> _What is needed_
Please copy each line of the listing below precisely, excluding the images.

> _Dataset content_
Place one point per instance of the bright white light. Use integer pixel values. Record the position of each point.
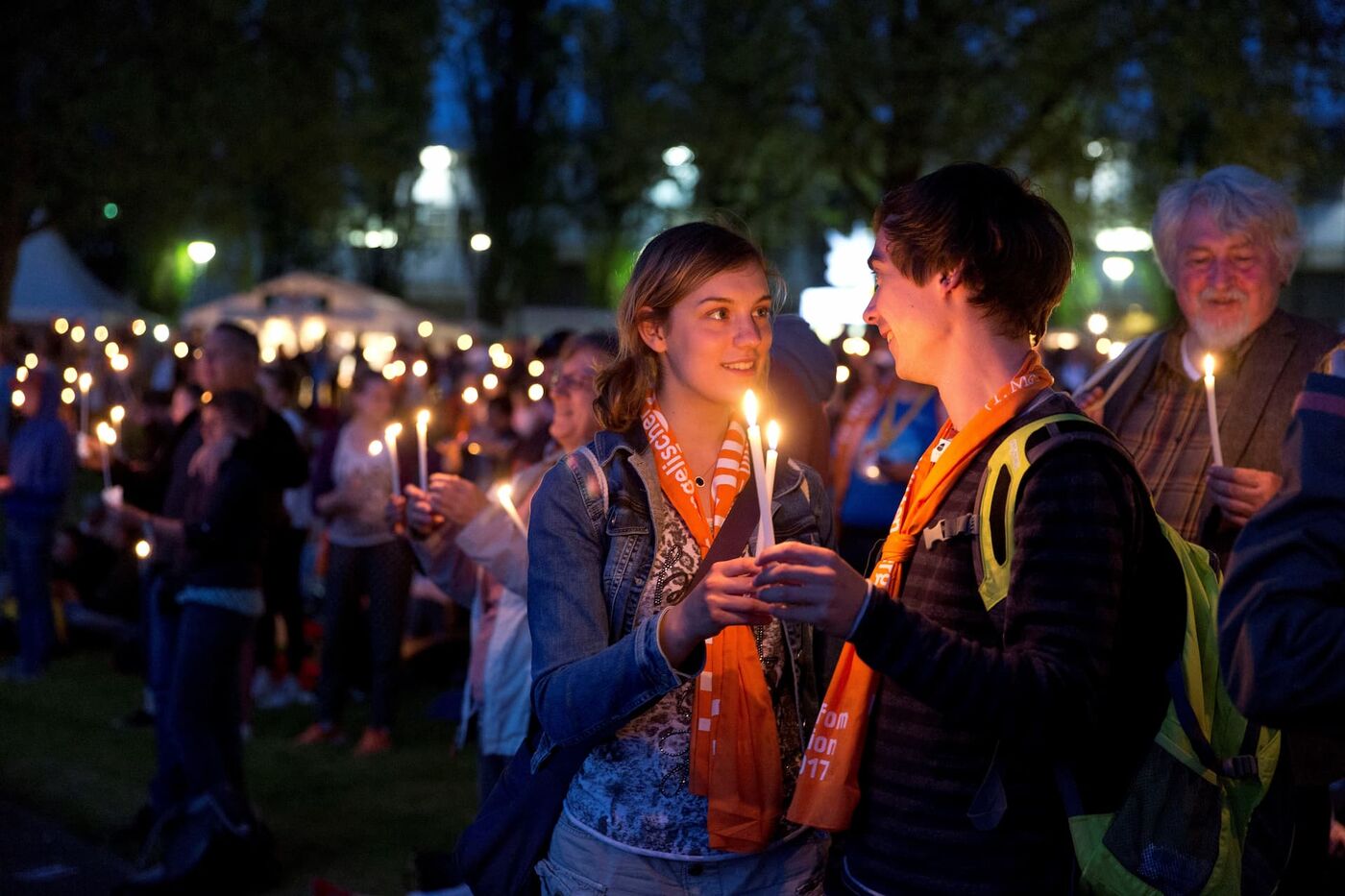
(1123, 240)
(847, 258)
(829, 308)
(857, 346)
(1118, 268)
(201, 251)
(678, 155)
(436, 157)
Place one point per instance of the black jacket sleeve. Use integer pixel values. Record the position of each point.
(1282, 608)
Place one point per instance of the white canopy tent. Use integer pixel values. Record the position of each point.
(51, 281)
(298, 309)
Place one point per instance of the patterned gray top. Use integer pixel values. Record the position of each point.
(632, 790)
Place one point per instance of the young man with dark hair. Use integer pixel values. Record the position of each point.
(941, 709)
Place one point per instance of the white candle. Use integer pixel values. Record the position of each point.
(504, 493)
(85, 382)
(772, 455)
(421, 429)
(1213, 413)
(390, 435)
(766, 534)
(107, 437)
(117, 413)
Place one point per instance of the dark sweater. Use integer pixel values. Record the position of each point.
(228, 523)
(1068, 666)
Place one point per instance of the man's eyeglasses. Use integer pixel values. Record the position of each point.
(562, 383)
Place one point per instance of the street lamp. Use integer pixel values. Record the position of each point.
(201, 251)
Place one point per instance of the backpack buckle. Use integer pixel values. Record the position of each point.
(945, 529)
(1237, 767)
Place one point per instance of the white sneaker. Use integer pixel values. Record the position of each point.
(262, 687)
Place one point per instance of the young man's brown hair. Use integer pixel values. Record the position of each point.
(1011, 247)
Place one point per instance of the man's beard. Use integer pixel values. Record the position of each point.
(1227, 332)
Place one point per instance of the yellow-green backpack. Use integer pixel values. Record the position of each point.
(1183, 826)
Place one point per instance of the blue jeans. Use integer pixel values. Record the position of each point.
(160, 653)
(205, 704)
(29, 553)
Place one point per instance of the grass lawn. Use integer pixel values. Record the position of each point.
(353, 821)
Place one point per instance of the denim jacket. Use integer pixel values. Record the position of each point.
(587, 570)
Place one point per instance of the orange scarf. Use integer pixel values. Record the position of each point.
(735, 742)
(829, 788)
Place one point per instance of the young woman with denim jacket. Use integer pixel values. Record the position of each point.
(698, 704)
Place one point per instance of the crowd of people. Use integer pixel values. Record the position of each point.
(967, 633)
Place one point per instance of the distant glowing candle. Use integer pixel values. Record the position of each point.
(504, 493)
(85, 383)
(766, 534)
(108, 437)
(390, 435)
(421, 443)
(1213, 415)
(117, 413)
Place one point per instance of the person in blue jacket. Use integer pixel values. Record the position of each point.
(42, 460)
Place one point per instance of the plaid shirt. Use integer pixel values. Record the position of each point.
(1167, 432)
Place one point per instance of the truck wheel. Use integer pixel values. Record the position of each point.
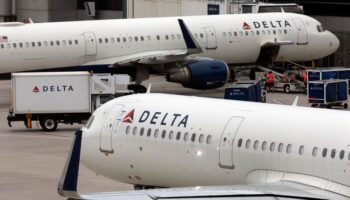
(48, 123)
(287, 88)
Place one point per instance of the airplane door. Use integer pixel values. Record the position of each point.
(211, 37)
(301, 31)
(90, 44)
(110, 125)
(226, 142)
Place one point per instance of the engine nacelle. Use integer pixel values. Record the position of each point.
(201, 75)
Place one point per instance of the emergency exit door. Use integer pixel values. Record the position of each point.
(301, 31)
(110, 125)
(90, 44)
(226, 142)
(211, 37)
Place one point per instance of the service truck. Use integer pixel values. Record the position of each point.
(61, 97)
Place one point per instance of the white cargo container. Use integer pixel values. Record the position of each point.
(60, 97)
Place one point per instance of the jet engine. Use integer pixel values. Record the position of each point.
(201, 75)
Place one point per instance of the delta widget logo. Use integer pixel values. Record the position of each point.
(129, 118)
(246, 26)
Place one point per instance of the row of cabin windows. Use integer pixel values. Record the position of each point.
(39, 44)
(171, 135)
(137, 38)
(252, 33)
(280, 148)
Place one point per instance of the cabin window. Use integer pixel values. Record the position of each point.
(256, 144)
(193, 137)
(171, 135)
(247, 144)
(156, 133)
(149, 131)
(289, 148)
(272, 146)
(239, 144)
(201, 138)
(341, 154)
(324, 152)
(314, 151)
(186, 137)
(280, 147)
(264, 146)
(142, 130)
(209, 140)
(301, 150)
(333, 153)
(127, 130)
(163, 134)
(178, 135)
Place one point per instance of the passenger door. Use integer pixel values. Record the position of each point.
(211, 37)
(301, 31)
(110, 125)
(226, 142)
(90, 44)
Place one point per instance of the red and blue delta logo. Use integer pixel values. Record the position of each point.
(129, 118)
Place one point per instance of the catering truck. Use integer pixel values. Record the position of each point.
(61, 97)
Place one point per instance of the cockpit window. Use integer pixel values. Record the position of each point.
(321, 28)
(89, 123)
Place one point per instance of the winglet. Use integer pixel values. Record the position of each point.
(149, 88)
(295, 102)
(67, 187)
(191, 43)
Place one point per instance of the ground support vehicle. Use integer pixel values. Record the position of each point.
(61, 97)
(328, 93)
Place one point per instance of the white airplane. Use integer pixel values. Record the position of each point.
(241, 149)
(193, 51)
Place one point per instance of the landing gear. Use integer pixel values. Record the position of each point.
(137, 88)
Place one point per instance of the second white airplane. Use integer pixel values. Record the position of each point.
(193, 51)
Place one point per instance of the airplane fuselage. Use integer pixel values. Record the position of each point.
(100, 44)
(172, 141)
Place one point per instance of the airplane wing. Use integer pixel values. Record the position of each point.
(159, 56)
(67, 187)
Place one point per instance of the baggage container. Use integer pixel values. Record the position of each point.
(333, 92)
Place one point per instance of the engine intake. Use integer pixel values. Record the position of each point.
(201, 75)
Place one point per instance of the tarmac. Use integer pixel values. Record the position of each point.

> _Output for this exercise_
Place one point per instance of the bright white light. Use integer pixel values. Record the position of each point.
(1123, 240)
(847, 258)
(829, 308)
(857, 346)
(1118, 268)
(201, 251)
(678, 155)
(436, 157)
Place one point per instance of the black jacket sleeve. Use integer pixel values. Record the position of each point.
(1282, 608)
Place one point per instance of the white canopy tent. Use integer pixel values. Record the position of each point.
(51, 281)
(298, 309)
Place one point per instance of the patterned gray top. Use integer pixel values. Record the position of each point.
(632, 790)
Place one point per instance of the young man with dark hair. Use integer pixel values. Record the position of each point.
(941, 709)
Place one point per instance of the white candle. Use integer pixel values. Record the position of each point.
(504, 493)
(85, 382)
(772, 455)
(421, 429)
(1213, 413)
(390, 435)
(766, 534)
(107, 437)
(117, 413)
Place one point per instance of the dark sweater. Use integer pixel values. Record the position of each point.
(228, 523)
(1068, 666)
Place one point per instance of the man's eyeglasses. Use integer pixel values. Record the position of each point.
(562, 383)
Place one point per instance of the street lamp. Use integer pixel values. Record the position of each point.
(201, 251)
Place one point per instance of the backpack buckle. Use integer pixel values. Record the position of each point.
(945, 529)
(1237, 767)
Place one point per instance of the white sneaker. Use integer pixel values. Record the position of each point.
(262, 687)
Place one point per instance of the young man's brown hair. Use integer pixel values. Record the position of each point.
(1011, 247)
Place one point per instance of the man's beard. Use integer pixel values. Record the position of each point.
(1227, 332)
Place one point per instance of the yellow-green backpack. Use integer pixel values. Record the position of each point.
(1183, 826)
Place one point per instance of the blue jeans. Use integer pixel values. Record the position of each point.
(160, 653)
(205, 704)
(29, 553)
Place one point per instance of the grass lawn. Use integer pixel values. Record the position of each point.
(353, 821)
Place one point per instance of the denim jacket. Use integer pixel values. Record the position of each point.
(587, 570)
Place one point per instance of the orange scarf. Use integer pixel values. Record the position of each point.
(735, 742)
(829, 788)
Place one point per instance of the young woman with denim jacket. Use integer pixel values. Record the position of each point.
(698, 704)
Place one point per instance of the crowd of people. Use integer pixel values. Record the position of each point.
(967, 633)
Place one point per instance of the distant glowing candle. Use integer pixel values. Record the position of each point.
(504, 493)
(85, 383)
(766, 534)
(108, 437)
(390, 435)
(421, 443)
(1213, 415)
(117, 413)
Place one point per instance of the person in blue jacket. Use integer pixel values. Record the position of each point.
(42, 460)
Place one point per instance of the plaid shirt. Use integer pixel values. Record the position of each point.
(1167, 432)
Place one point per instance of the truck wheel. Use integer pixel values. Record the position of each point.
(48, 123)
(287, 88)
Place one point per instance of the airplane door. Use integer pixel values. Record the position of each point.
(211, 37)
(301, 31)
(90, 44)
(110, 125)
(226, 142)
Place one point per instance of the engine nacelle. Use integer pixel values. Record the position of each point.
(201, 75)
Place one point per instance of the emergency exit door. Use integer pixel values. Record the position of each point.
(301, 31)
(110, 125)
(90, 44)
(226, 142)
(211, 37)
Place one point per instance of the service truck. Use integer pixel values. Record the position of each point.
(61, 97)
Place one point per instance of the white cargo container. Use integer pixel values. Record the position of each point.
(60, 97)
Place one point per instance of the jet engine. Use integer pixel values. Record the position of each point.
(201, 75)
Place one point per instance of the delta widget logo. Use integer pixel values. Record the position of each point.
(129, 118)
(246, 26)
Place one point per instance of the row of cabin windows. Use integer pixel values. Record the position of each point.
(39, 44)
(171, 135)
(137, 38)
(252, 33)
(280, 148)
Place one point per instance of the cabin window. Use integer pixel values. Record the position of each point.
(256, 144)
(193, 137)
(171, 135)
(247, 144)
(156, 133)
(149, 131)
(289, 148)
(272, 146)
(239, 144)
(201, 138)
(341, 154)
(324, 152)
(314, 151)
(186, 137)
(280, 147)
(264, 146)
(142, 130)
(209, 140)
(301, 150)
(333, 153)
(127, 130)
(163, 134)
(178, 135)
Place one point per instance of the passenger door. Use integer pixel values. Record the position of each point.
(211, 37)
(301, 31)
(110, 125)
(226, 142)
(90, 44)
Place one point per instance of the red and blue delta logo. Use integer pixel values. Record the position of each point.
(129, 118)
Place one point per instance of the catering truck. Use integer pixel values. Record the position of each point.
(61, 97)
Place one point per instance of the cockpit window. Use integer pixel values. Record the position of each point.
(321, 28)
(89, 123)
Place one point per instance of the winglet. Use integer pixel values. Record the position of each point.
(149, 88)
(295, 102)
(67, 187)
(191, 43)
Place one point per instance of the ground support vehicle. Use integer pixel values. Record the position of each point.
(61, 97)
(328, 93)
Place one point per instance of the white airplane. Use integer pixel values. Record the position of each point.
(241, 149)
(193, 51)
Place one point per instance of the landing gear. Use integer pixel values. Record the position of each point.
(137, 88)
Place one point per instance of the second white airplane. Use integer pixel values. Record the position of each point.
(193, 51)
Place one point per instance of the airplane fuselage. Use integer pixel values. Record the position of each point.
(100, 44)
(172, 141)
Place one point per instance of the airplane wing. Use integer pixel values. Record the position of each point.
(159, 56)
(67, 187)
Place one point per instance of the baggage container. Use integer pixel values. Record the position of each point.
(333, 92)
Place one point per instance of the engine intake. Use integer pixel values. Record the position of each point.
(201, 75)
Place one point per instance of the tarmac. Use integer pixel values. Record the position of each point.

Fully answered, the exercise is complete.